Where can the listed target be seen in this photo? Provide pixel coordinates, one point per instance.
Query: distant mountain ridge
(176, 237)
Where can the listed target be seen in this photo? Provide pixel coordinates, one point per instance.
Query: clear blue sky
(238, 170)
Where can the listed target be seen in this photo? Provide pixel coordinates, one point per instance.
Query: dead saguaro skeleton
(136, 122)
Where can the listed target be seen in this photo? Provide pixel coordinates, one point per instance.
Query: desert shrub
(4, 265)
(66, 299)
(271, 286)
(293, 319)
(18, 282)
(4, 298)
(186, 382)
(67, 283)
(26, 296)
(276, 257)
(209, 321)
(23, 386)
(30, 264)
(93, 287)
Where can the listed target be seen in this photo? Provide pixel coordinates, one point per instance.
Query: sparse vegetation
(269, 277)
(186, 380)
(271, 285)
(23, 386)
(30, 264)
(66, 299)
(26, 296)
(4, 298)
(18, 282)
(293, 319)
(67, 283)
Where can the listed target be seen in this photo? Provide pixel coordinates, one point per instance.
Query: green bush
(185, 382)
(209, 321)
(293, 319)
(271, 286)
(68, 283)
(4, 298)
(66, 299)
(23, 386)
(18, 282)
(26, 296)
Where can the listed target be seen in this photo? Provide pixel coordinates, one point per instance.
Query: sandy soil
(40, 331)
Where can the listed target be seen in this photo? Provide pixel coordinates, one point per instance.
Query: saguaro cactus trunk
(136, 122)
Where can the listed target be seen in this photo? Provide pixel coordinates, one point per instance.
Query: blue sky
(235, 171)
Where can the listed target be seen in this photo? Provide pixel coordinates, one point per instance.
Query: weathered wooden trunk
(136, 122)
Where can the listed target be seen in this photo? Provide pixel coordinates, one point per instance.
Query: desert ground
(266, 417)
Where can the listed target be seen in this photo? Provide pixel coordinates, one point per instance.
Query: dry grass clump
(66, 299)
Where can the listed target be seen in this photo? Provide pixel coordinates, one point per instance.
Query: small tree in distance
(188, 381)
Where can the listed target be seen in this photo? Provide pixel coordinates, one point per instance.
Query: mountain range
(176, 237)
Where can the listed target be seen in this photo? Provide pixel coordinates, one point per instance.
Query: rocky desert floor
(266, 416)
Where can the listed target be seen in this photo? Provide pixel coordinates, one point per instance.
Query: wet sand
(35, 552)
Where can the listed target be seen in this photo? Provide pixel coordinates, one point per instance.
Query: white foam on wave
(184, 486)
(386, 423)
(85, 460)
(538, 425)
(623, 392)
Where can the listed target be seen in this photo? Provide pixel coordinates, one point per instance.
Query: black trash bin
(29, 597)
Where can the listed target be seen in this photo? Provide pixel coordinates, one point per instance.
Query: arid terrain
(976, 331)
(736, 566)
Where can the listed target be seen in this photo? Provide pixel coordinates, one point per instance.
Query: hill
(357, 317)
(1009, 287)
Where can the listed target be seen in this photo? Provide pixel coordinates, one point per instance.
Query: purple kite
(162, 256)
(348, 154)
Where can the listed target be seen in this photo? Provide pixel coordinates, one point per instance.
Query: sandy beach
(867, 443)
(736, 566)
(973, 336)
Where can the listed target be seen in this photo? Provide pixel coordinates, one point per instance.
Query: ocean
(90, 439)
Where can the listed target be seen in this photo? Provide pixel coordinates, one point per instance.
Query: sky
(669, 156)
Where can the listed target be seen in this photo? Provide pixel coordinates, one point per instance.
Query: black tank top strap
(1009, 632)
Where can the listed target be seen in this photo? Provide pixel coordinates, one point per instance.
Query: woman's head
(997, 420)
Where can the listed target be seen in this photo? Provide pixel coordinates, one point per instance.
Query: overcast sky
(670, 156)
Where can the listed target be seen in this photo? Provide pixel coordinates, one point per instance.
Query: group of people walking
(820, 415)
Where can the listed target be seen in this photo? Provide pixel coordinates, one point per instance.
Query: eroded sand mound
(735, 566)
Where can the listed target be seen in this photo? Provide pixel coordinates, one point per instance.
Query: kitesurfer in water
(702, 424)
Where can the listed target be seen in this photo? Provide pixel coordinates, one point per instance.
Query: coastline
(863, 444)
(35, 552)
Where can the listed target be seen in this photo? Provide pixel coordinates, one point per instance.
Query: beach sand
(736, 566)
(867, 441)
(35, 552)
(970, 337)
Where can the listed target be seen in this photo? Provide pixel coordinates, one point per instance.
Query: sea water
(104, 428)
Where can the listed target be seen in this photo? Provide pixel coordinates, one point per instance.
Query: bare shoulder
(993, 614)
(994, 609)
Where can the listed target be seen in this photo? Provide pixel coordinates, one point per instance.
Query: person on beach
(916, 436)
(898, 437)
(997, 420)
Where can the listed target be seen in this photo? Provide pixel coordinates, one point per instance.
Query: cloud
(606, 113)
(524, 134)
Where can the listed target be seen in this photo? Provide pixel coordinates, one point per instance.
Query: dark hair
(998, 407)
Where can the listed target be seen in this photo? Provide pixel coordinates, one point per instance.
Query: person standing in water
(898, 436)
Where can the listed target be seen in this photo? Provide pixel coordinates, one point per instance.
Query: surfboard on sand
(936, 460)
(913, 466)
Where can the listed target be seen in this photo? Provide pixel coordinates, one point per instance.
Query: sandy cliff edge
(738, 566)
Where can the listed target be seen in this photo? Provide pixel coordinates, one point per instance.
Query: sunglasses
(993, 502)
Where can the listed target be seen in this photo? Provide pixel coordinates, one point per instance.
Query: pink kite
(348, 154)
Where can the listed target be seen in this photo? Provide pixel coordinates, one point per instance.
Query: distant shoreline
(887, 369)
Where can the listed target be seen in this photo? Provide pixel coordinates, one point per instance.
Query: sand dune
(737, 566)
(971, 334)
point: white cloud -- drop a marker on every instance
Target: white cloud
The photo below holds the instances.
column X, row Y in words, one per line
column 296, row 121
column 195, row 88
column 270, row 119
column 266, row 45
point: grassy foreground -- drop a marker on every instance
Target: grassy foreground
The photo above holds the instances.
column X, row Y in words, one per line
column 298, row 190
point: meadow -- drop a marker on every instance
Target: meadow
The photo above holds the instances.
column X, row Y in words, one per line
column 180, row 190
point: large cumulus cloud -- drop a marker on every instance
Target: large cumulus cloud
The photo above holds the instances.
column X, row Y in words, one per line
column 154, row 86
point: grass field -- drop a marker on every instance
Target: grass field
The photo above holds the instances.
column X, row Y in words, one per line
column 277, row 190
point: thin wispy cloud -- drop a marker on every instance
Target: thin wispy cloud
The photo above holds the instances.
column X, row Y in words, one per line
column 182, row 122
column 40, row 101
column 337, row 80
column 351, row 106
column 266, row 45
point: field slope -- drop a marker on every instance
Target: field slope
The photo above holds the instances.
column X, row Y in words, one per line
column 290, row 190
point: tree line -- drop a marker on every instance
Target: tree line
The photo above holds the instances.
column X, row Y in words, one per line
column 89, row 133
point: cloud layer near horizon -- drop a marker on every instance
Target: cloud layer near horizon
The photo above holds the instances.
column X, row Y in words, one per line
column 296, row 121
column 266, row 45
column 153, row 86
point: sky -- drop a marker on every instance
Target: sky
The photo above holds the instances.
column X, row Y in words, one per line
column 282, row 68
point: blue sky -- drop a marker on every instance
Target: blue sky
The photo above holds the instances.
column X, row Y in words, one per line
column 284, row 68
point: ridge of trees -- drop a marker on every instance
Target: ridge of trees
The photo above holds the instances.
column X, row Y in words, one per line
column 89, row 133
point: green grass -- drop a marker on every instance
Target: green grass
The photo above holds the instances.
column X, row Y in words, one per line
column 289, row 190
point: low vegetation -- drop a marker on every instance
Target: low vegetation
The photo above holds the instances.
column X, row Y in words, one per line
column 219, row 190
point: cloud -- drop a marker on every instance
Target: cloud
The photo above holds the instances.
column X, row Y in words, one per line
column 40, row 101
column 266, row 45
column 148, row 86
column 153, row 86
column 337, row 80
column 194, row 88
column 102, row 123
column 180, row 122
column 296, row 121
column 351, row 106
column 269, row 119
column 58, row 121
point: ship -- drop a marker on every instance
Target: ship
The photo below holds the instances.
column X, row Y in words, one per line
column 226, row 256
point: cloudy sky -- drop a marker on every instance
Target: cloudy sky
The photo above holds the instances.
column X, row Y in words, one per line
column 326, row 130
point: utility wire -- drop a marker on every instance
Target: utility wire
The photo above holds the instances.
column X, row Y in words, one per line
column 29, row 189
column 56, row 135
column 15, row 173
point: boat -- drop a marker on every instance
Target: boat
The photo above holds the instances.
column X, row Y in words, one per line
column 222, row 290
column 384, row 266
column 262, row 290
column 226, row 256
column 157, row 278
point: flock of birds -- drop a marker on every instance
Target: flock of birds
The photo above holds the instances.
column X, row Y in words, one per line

WHAT YOU NEED TO DO:
Start copying at the line that contains "point: flock of" and stop after the last line of the records, keeping every line exactly.

RESULT OF THE TASK:
point: flock of birds -- drop a marker on every instance
Target: flock of birds
The photo above holds the instances.
column X, row Y in words, one per line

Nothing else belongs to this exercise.